BRIEF -
The answer must consist of the records, repeated exactly.

INPUT RECORDS -

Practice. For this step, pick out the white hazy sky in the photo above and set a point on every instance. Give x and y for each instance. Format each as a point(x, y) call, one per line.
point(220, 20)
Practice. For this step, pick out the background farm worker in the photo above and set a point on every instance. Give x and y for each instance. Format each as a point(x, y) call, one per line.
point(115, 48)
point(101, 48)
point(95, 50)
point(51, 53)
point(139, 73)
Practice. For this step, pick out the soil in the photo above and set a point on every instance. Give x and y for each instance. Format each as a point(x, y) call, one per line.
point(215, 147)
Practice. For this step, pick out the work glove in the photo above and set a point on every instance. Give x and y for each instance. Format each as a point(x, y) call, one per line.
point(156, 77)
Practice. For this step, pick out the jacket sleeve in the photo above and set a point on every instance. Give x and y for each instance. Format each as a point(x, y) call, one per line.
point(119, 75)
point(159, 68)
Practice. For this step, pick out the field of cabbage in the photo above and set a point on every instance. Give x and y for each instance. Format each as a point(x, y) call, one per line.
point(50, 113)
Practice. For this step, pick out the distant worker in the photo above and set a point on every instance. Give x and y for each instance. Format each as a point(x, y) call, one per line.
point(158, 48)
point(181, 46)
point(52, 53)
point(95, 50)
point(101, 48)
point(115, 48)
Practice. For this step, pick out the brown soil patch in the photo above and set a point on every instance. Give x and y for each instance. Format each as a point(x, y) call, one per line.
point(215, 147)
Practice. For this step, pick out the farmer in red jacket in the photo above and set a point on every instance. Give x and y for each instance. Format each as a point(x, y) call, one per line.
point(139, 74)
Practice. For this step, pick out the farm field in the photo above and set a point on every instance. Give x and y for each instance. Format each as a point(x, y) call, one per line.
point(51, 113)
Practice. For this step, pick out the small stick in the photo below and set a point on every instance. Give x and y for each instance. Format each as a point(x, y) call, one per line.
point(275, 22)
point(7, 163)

ANSWER TO THE EXERCISE -
Practice. For this step, pick out the white hazy sky in the photo above and set a point on every instance. Give x and y for each instance. Format each as a point(x, y) call, one per line.
point(220, 20)
Practice. For this step, pick out the background farm worker in the photo above and set a point on every instance. Give x and y for each instance. Format each as a point(x, y) call, one per line.
point(115, 48)
point(101, 48)
point(95, 50)
point(51, 53)
point(139, 73)
Practice. For this step, pick out the soil in the photo above and set a point on every instance. Give x and y for each instance. Format each as a point(x, y) call, one per line.
point(215, 147)
Practice. For this step, pick out the work glove in the photo above and set a point on every instance. Give x and y for each instance. Format each as a point(x, y) call, one per line.
point(156, 77)
Practice. For this step, pick out the jacket sleeve in the photo above and set a point on every instance. Give x and y for each instance. Format each as a point(x, y) call, one per line.
point(119, 75)
point(159, 68)
Practice. For this step, pick out the field of cabbage in the photo above and set a point on every instance. Give x and y for each instance. Format each as a point(x, y) call, one per line.
point(50, 113)
Practice. For this step, pick out the distant worker in the photo above and set a point on every instance. Give x and y for each instance. Format each as a point(x, y) call, one per line.
point(158, 48)
point(181, 46)
point(52, 53)
point(95, 50)
point(101, 48)
point(115, 48)
Practice. For this step, pick out the brown soil patch in the photo above and set a point on every instance. Give x and y for each instance. Format each as a point(x, y) call, one per line.
point(215, 147)
Practice. For this step, pick out the farmer in red jacket in the photo above and set a point on every instance. Give x and y for each instance. Format each as a point(x, y) call, one per line.
point(139, 74)
Practice. For this step, pick out the farm field in the photo above and set a point on every instance. Give x and y for each instance. Format each as a point(x, y) call, one per line.
point(51, 113)
Practice. For this step, pick out the small stick in the photo below and set a point on every instance. Give x and y for each instance. Format each as a point(x, y) call, one per line.
point(275, 22)
point(7, 163)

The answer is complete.